**YOUR GOAL:** Every entry that follows should be repeated exactly; drop the images.

**Excerpt from a dataset:**
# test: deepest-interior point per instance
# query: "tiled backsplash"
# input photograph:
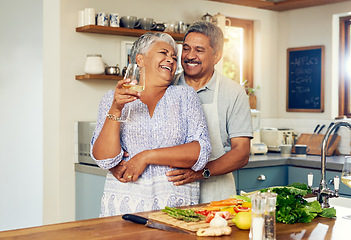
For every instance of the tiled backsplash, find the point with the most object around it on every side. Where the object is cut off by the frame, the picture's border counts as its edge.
(308, 125)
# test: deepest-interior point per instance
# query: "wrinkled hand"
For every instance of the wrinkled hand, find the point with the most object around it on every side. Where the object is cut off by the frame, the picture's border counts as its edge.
(129, 171)
(183, 176)
(123, 96)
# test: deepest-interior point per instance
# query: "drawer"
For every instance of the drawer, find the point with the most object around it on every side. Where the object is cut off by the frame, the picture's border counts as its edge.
(258, 178)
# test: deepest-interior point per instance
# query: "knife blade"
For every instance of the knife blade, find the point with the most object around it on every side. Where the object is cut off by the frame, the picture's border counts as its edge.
(335, 135)
(314, 132)
(151, 224)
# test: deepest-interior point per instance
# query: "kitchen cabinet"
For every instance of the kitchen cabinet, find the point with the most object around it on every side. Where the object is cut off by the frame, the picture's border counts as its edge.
(115, 31)
(299, 174)
(252, 179)
(89, 190)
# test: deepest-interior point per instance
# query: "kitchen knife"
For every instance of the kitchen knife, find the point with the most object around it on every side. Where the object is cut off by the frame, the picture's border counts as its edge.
(321, 129)
(335, 135)
(151, 224)
(314, 132)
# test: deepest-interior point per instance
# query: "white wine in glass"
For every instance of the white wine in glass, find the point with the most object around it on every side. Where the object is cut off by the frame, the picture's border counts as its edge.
(137, 83)
(346, 176)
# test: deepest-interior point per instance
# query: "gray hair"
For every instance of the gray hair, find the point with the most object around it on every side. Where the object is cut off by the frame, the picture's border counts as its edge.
(143, 43)
(212, 31)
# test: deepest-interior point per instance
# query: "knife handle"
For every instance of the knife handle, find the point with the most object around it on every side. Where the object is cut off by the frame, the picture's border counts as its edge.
(135, 219)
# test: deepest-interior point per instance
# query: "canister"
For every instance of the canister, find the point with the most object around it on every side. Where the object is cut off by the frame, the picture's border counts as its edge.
(94, 64)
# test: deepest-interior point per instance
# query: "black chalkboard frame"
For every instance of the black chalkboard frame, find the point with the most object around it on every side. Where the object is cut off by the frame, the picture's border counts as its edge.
(320, 80)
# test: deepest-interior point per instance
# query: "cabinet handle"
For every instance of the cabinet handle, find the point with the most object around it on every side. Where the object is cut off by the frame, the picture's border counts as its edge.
(261, 177)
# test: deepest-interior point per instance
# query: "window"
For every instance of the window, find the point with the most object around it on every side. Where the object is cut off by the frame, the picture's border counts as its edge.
(238, 51)
(345, 67)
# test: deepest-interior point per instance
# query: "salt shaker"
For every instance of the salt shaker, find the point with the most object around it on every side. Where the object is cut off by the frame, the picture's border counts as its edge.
(269, 216)
(258, 202)
(94, 64)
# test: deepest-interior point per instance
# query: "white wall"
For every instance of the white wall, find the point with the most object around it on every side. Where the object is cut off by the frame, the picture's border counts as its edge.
(21, 181)
(66, 100)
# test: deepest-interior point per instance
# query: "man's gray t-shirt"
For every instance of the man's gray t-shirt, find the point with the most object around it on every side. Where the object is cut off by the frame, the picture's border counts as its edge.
(233, 108)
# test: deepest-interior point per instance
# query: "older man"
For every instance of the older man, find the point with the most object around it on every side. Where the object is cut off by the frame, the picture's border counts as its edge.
(227, 111)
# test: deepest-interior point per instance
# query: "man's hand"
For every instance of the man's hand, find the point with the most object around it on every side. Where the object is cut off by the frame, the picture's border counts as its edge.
(183, 176)
(118, 171)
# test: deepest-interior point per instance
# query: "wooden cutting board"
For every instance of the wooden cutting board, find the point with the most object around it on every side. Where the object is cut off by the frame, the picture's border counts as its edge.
(189, 226)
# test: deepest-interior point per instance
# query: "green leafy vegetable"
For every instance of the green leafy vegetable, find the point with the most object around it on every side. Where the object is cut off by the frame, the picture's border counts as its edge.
(328, 212)
(291, 207)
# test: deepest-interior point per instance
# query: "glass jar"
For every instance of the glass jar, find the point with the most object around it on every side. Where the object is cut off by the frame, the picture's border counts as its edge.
(94, 64)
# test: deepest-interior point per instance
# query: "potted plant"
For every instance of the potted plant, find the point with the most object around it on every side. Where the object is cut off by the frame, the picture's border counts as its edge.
(250, 91)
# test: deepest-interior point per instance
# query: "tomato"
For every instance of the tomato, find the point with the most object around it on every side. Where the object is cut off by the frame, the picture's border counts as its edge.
(224, 214)
(241, 209)
(246, 204)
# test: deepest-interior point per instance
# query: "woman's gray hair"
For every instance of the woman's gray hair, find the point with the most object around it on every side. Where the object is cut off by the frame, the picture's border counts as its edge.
(143, 43)
(212, 31)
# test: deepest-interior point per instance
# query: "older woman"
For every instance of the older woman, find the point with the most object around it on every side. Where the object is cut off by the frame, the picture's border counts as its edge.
(168, 130)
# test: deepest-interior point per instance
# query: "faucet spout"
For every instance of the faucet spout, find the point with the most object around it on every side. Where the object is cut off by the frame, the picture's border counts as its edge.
(324, 193)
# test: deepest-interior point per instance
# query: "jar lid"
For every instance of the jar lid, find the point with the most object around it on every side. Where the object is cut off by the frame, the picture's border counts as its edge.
(94, 55)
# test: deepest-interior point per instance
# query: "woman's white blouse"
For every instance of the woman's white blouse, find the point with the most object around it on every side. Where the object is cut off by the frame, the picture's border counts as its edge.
(177, 119)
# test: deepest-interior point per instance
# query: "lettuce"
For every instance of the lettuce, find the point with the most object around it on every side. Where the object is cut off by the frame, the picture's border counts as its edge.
(291, 207)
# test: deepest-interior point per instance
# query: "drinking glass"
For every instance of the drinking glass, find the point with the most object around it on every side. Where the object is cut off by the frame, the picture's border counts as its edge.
(137, 83)
(346, 176)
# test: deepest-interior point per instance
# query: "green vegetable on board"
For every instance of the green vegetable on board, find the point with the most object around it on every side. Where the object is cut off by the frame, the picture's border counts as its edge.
(187, 215)
(291, 207)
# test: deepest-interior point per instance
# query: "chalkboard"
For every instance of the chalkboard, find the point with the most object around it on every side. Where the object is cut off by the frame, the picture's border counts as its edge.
(305, 79)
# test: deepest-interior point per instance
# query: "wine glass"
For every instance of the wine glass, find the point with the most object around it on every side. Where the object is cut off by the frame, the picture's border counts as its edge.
(137, 83)
(346, 176)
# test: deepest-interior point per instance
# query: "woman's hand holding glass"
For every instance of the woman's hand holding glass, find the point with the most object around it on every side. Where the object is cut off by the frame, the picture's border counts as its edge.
(128, 90)
(127, 171)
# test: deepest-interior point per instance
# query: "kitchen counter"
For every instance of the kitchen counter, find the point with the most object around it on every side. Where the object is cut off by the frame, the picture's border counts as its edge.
(117, 228)
(334, 163)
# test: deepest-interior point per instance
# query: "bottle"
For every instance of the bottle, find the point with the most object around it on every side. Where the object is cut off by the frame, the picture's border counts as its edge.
(94, 64)
(258, 202)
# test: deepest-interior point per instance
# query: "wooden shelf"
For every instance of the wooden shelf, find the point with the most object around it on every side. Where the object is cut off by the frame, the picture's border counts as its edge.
(98, 76)
(121, 31)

**FULL OUTPUT:**
# test: deepest-interior point per instance
# query: "tiled backsplash"
# input photograph:
For every instance of the tiled backsplash, find the point with the most object around it on every side. Where the object is cut off by the frame, the picture's border counts as its edge.
(308, 125)
# test: deepest-interior point per instance
# query: "wrinkled hand"
For every instance of the wrinkled hand, find the point with the most object around it on every side. Where the object is cut off by the frame, the picture's border counts as its edge.
(129, 171)
(183, 176)
(123, 96)
# test: deepest-interior point per instance
# query: "drawer"
For every instance of the drawer, find the point with the most object around it on every side. Where the object is cut off by the frame, the picture's border counts as its edge.
(258, 178)
# test: deepest-interior point per instance
# query: "knife blade"
For every instance of the knife blade, find the point with the most object around it on every side. Where the object is cut off by the frame, the picture's border counts as its edge.
(335, 135)
(314, 132)
(151, 224)
# test: deepest-interior point per instance
# query: "kitchen cabinet"
For every instance of the kitchen cabinet, find the point with the most object around it on every side. Where the object is cut off by the frame, the picture's border counts as its edge.
(115, 31)
(299, 174)
(252, 179)
(89, 190)
# test: deepest-interior point per instance
# query: "kitchen knife"
For every instance of the kitchen knife, find the point with the most object around it on every side. Where the object is cut off by the frame, the picture's border counts as its edge.
(321, 129)
(335, 135)
(151, 224)
(314, 132)
# test: deepest-interior point per instance
# query: "white wine in glass"
For every instance of the white wine in glass, find the point with the most object around it on every side. Where the object is cut off by the frame, the picture's border counts as its edge.
(137, 83)
(346, 176)
# test: deepest-interior point per instance
# query: "gray hair"
For every instance of the gray hair, find the point with the most object around it on every side. Where the object is cut off by the frame, the picture's border counts as its edge.
(143, 43)
(212, 31)
# test: deepest-interior point per instance
# query: "knife handle"
For every instance of the knife handle, find the point with the most object around it on every side. Where the object is cut off by the frame, the picture's border counts as its edge.
(135, 219)
# test: deepest-interior point per instance
# query: "canister"
For every instance of the canister, find the point with the most object around it on every side. Where the object is cut off by the frame, the picture's border counts as its edge.
(94, 64)
# test: deepest-interior point per instance
# query: "black chalkboard frame"
For every instance of the black chalkboard frame, find the point with the most object around it on every side. Where the object is cut off by the frame, the picture's border counts as its edge.
(320, 80)
# test: deepest-interior point per instance
# query: "cabinet handle"
For every instance of the cabinet handle, find the point with the most object around it on every side. Where the object is cut off by the frame, the picture's border counts as its edge.
(261, 177)
# test: deepest-interior point per instance
# query: "window"
For every instance of the window, find the point with the most object around it on every side. Where the object is cut off by the frame, the picture's border counts as its edge.
(238, 51)
(345, 67)
# test: deepest-interior point per instance
# query: "salt shaker"
For every instance of the salt shaker, find the point with the most object around it on every side. Where the object is cut off by the frame, the picture's border counts as its edge.
(269, 216)
(258, 202)
(94, 64)
# test: deepest-interior point per instance
# query: "white wall"
For every instance of the white wall, find the point with the most object around it on every side. Where the object is cut off by the frame, the picture's border counts as its edge.
(21, 181)
(66, 100)
# test: deepest-interior point per instance
# query: "man's gray t-shirt"
For every instance of the man's gray t-shirt, find the point with the most object around it on every side. Where the object is cut off by the frame, the picture's border counts as its edge.
(233, 108)
# test: deepest-interior point per instance
# query: "older man"
For every instance of the older man, find the point with the most object around it on every side. Where the object is cut off by the frame, the picture's border counts as its edge.
(227, 111)
# test: deepest-interior point per instance
# query: "man's hand"
For every instance of the man's hand, find the point with the most object around it on every side. Where the object is cut off by the frame, the picture's border counts as its edge.
(183, 176)
(118, 171)
# test: deepest-interior point per instance
# query: "wooden cutting board"
For every instance of the wooden cutting board, find the point with the most object around it on every side. Where the object is cut off by the frame, the picture's border counts as its edge.
(189, 226)
# test: deepest-interior point per instance
# query: "green leafy vegetable"
For every instance of the green leafy vegetable, find the point with the most object around it on every side. Where the object is cut off by the frame, the picture's border counts as its edge.
(328, 212)
(291, 207)
# test: deepest-interior point per instance
# query: "glass jar"
For every instance of the glass jar, find the point with the most object around it on every side. Where the object is cut off by the frame, the picture's border counts as its edge.
(94, 64)
# test: deepest-interior point per instance
# query: "potted plant"
For every instance of the potted plant, find the point with the most object around it on every side. Where the object is cut off by the frame, the picture's border counts as its edge.
(250, 91)
# test: deepest-interior point per instance
# query: "tomato"
For every instance of the tomato, find the point with the most object around it on every side. Where the object is cut off by the frame, the picture's border counts as its edge.
(224, 214)
(241, 209)
(246, 204)
# test: deepest-interior point per instance
# query: "woman's gray hair"
For every instance of the woman's gray hair, find the point with the most object around it on every side. Where the object is cut off by the frame, the picture's border counts as its edge.
(143, 43)
(212, 31)
# test: deepest-interior point per instance
# query: "older woman"
For every instance of the older woman, find the point with the most object around it on every side. Where the object is cut off by the frame, the picture's border counts as its edge.
(168, 130)
# test: deepest-interior point per instance
# query: "faucet spout"
For every instance of the faucet spout, find the point with the most object around it on every side. Where the object is cut off by the frame, the picture's border counts as its edge.
(324, 193)
# test: deepest-interior point per instance
# query: "jar lid"
For every instance of the jar lid, find the point with the most object around it on every side. Where the object is cut off by the frame, the picture's border counts as its edge.
(94, 55)
# test: deepest-interior point per instance
# query: "woman's white blouse"
For every instance of the woman's white blouse, find the point with the most object around it on every side. Where the object is cut off by the frame, the picture's border counts as its edge.
(177, 119)
# test: deepest-interior point per instance
# query: "lettuce"
For every instance of the lettuce, find the point with the most object around it on every side. Where the object is cut off by the frame, the picture's border counts as its edge.
(291, 207)
# test: deepest-interior point per instance
# query: "drinking glass"
For every instance of the drinking glass, find the point with the most object around it on every side. Where the object is cut off by the frame, the picture's border counts as its edge.
(137, 83)
(346, 176)
# test: deepest-interior point per instance
# query: "green vegetable on board"
For every instance of the green vegetable on board, find the point with the most object around it on every side. Where the object is cut off by the frame, the picture's border counts as its edge.
(187, 215)
(291, 207)
# test: deepest-interior point per instance
# query: "chalkboard"
For every instance of the chalkboard, find the point with the most object around it on every side. Where the object is cut off by the frame, the picture's border counts as its edge.
(305, 79)
# test: deepest-interior point per instance
# query: "wine glass"
For every instance of the wine glass, find the point with the most object around it on every side. Where the object is cut off by the frame, the picture's border counts as its edge.
(137, 83)
(346, 176)
# test: deepest-interior point per instance
# query: "woman's hand holding glass"
For every instance of the woman's hand holding glass, find the point with the most object around it on every side. Where the object is cut off by the frame, the picture's border counts as its edge.
(128, 90)
(127, 171)
# test: deepest-interior point per instance
# query: "kitchen counter"
For every instance of the kitchen counter, find the point with the most object around it on every side. Where the object is cut off by the frame, the picture's border counts as its edge.
(117, 228)
(334, 163)
# test: deepest-interior point per instance
# query: "bottle"
For every instance of the bottle, find the point with the most object around it on every side. Where the object is cut off by the frame, the picture's border counts as its edge.
(94, 64)
(258, 202)
# test: deepest-interior point per instance
# query: "wooden shelf"
For every instance of the wooden shelf, find the point with the most object around it on every side. Where the object is cut off by the frame, the picture's border counts as its edge.
(98, 76)
(121, 31)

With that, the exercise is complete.